START DATA TO EXAMINE
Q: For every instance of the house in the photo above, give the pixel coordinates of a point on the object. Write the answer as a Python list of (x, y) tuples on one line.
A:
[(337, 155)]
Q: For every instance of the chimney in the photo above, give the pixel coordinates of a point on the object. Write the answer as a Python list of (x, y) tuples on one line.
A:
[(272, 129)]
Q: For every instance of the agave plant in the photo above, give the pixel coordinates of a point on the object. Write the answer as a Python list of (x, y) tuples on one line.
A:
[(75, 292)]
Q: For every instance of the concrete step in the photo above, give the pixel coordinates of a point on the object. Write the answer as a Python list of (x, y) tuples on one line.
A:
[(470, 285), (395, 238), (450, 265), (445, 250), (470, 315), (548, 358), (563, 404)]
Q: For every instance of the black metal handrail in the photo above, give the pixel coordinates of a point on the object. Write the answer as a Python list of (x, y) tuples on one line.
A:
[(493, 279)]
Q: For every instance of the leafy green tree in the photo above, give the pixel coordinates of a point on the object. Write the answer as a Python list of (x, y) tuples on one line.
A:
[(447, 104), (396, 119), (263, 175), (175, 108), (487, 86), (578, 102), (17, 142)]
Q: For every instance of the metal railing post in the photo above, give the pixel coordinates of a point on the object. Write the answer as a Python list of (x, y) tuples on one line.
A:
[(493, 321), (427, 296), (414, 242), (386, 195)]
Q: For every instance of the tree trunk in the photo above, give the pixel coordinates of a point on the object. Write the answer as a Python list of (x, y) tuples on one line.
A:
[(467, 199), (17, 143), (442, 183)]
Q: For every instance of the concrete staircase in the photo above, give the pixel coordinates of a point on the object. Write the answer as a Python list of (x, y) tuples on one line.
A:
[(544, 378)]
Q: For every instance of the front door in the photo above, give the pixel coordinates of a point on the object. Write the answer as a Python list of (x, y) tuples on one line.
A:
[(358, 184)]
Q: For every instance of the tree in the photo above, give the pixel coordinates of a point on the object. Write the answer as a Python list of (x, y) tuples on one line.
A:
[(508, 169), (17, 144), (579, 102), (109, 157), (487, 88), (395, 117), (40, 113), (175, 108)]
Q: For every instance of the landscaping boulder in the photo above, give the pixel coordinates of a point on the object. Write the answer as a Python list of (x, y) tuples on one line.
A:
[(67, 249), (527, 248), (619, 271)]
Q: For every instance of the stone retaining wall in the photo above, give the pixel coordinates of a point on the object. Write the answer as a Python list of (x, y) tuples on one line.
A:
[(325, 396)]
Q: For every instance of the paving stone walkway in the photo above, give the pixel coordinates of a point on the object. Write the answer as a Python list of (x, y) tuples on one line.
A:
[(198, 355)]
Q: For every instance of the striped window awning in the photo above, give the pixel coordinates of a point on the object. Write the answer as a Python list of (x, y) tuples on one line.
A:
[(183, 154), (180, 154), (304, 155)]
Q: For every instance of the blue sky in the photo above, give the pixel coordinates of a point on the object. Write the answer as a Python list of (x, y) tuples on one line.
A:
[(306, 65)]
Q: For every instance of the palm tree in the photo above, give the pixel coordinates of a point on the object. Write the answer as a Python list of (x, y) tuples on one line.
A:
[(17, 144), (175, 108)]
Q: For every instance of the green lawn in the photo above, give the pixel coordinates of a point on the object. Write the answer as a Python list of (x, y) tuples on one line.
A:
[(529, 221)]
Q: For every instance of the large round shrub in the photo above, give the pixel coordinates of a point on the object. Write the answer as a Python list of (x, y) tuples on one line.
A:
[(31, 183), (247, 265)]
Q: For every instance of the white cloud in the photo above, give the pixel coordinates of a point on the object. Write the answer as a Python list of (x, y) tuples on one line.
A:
END DATA TO EXAMINE
# PROBLEM DESCRIPTION
From the listing above, return every line that carries the string "green".

# RESPONSE TO THIS EXERCISE
Q: For every instance of the leafy green tree in the photo above, give the pixel coordinates of a point on the object. Write the answer as a Python list of (x, y) tuples on one line.
Q: For every instance of the green lawn in the photo above, give the pixel coordinates of a point on the object. Write the answer as a Python list of (x, y) tuples on one line.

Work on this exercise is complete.